▶ Selected passage:
With an impending recession and tariff-induced volatility, we’re now operating in a newly created white space in the market. As ad rates drop, competition fades, and consumer attention becomes cheaper to earn, it’s going to be harder and more expensive to regain visibility than to maintain it. Brands that stay the course and stay visible often emerge stronger, more memorable, and better positioned for growth.

Lean into performance and precision. Confidence drives ad investment, and when it wanes, media spend is often the first line item on the chopping block. This can lead to media deflation and market share shifts -- which can actually be advantageous by shifting spend toward performance media that offers measurable ROI. Whether it's reallocating dollars based on real-time conversion data or adjusting creative based on shifting consumer sentiment, the ability to move fast is now a competitive edge.

Communication is key. Tariffs and supply shocks not only affect your bottom line, but also complicate marketing calendars and message-to-market alignment. Clients, partners, and teams need transparency, which is why internal communication is just as important as external messaging. For example,  budget cuts in one area should come with clarity on where dollars are being spent. The more you communicate and are in alignment, the faster you can act.

▶ Given data:
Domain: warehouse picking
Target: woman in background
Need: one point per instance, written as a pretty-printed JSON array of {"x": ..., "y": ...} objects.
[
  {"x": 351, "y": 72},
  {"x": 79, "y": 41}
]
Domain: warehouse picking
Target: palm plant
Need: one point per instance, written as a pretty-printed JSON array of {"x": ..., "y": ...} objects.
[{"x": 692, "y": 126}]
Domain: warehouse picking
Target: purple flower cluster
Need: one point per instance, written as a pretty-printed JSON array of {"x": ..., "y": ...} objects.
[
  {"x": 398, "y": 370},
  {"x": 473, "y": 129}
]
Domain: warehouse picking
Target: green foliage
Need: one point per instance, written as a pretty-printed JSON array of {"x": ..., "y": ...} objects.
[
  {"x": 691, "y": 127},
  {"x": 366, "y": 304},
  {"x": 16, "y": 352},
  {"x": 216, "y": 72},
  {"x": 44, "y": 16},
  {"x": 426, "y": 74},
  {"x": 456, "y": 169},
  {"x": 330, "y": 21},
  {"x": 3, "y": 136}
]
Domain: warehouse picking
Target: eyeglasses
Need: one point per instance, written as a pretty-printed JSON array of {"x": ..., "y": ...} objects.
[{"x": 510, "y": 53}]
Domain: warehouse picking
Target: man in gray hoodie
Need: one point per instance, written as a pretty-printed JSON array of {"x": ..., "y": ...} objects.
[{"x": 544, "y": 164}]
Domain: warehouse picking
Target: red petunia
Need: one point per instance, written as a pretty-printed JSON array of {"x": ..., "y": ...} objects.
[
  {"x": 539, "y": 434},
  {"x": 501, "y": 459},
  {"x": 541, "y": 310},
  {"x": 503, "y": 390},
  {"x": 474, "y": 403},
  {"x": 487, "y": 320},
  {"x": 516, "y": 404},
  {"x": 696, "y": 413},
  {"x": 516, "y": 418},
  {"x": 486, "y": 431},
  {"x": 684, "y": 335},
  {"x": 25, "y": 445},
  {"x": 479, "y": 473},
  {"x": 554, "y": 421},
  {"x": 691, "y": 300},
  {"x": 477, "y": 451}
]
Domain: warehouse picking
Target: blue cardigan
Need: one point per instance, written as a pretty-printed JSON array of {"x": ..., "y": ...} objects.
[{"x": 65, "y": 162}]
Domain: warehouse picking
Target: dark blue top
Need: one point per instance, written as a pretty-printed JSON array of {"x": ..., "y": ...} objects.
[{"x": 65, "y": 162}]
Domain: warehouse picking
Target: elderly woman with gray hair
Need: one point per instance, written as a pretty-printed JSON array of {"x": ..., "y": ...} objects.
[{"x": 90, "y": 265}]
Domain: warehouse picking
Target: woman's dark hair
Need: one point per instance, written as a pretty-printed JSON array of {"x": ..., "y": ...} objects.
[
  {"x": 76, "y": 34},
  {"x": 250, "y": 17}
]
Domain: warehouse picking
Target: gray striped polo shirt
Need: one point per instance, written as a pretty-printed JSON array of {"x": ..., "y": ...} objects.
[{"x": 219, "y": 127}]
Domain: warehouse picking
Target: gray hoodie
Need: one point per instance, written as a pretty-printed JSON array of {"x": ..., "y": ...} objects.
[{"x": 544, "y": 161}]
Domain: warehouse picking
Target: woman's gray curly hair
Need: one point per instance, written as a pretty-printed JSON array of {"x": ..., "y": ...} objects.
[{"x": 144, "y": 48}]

▶ Written exercise 1: In the passage on marketing during a downturn, why should brands stay visible now instead of pulling back? Answer in one to three sentences.
▶ Written exercise 2: According to the passage on marketing during a downturn, what is often the first line item cut when confidence wanes?
▶ Written exercise 3: Turn the paragraph beginning "Lean into performance and precision." in the passage on marketing during a downturn into a short bulleted list that keeps its main facts.

▶ Written response 1: Ad rates are dropping, competition is fading, and consumer attention is cheaper to earn, so regaining visibility later will be harder and more expensive than keeping it now. Brands that stay visible often come out stronger, more memorable, and better positioned for growth.

▶ Written response 2: Media spend.

▶ Written response 3:
- Confidence drives ad investment, and when it wanes, media spend is often the first line item cut.
- This can cause media deflation and market share shifts.
- Those shifts can be advantageous by moving spend toward performance media with measurable ROI.
- Reallocating dollars based on real-time conversion data or adjusting creative to shifting consumer sentiment shows why moving fast is now a competitive edge.